The input:

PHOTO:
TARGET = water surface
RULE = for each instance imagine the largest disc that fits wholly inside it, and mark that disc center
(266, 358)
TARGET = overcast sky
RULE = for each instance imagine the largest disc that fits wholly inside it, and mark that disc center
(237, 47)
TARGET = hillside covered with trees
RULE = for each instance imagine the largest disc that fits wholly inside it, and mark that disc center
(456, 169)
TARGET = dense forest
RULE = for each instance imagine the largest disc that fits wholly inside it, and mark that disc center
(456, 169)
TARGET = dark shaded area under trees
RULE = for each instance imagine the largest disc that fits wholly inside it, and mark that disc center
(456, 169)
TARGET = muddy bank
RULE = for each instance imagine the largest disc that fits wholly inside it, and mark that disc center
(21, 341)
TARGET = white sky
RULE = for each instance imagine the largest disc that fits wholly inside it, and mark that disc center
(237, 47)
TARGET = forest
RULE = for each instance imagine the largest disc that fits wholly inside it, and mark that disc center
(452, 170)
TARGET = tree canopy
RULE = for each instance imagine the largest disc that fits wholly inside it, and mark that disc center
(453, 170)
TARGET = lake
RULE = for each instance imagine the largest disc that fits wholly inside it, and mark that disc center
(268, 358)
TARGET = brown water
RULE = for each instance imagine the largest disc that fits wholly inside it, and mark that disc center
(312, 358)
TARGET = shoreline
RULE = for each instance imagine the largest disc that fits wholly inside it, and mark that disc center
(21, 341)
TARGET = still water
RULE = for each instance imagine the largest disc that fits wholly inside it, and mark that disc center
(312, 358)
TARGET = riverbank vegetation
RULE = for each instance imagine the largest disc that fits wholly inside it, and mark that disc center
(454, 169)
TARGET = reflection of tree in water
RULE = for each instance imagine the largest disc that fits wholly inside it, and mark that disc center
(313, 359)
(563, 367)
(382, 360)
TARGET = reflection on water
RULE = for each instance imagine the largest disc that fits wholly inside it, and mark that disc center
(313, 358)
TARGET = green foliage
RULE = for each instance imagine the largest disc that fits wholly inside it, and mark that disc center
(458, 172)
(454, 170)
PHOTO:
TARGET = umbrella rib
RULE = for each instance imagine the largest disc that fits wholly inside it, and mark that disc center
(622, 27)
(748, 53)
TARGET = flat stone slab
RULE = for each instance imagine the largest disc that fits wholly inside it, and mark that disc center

Your instructions: Render everything from the line containing "TARGET = riverbank vegetation" down to the end of the items as a Markdown table with the columns "Row" and "Item line", numbering each line and leaving out blank lines.

Exercise answer:
| Row | Item line |
|---|---|
| 1 | TARGET = riverbank vegetation |
| 2 | RULE = for each instance imagine the largest disc that fits wholly inside it, and mark that disc center |
| 3 | (454, 169) |
| 4 | TARGET = reflection of tree in water |
| 5 | RULE = for each instance imagine the largest disc that fits wholly inside it, and mark that disc center |
| 6 | (313, 359) |
| 7 | (563, 367) |
| 8 | (382, 360) |
| 9 | TARGET = reflection on water |
| 10 | RULE = for each instance imagine the largest disc that fits wholly inside it, and mark that disc center |
| 11 | (313, 358) |
| 12 | TARGET = green foliage |
| 13 | RULE = for each instance imagine the largest disc that fits wholly inside it, and mark that disc center |
| 14 | (458, 172) |
| 15 | (454, 170) |
| 16 | PHOTO: |
| 17 | TARGET = umbrella rib |
| 18 | RULE = for each instance imagine the largest disc that fits wholly inside it, and mark that disc center |
| 19 | (622, 27) |
| 20 | (748, 53) |
| 21 | TARGET = flat stone slab |
| 22 | RULE = for each instance imagine the largest disc that fits wholly inside it, and mark that disc center |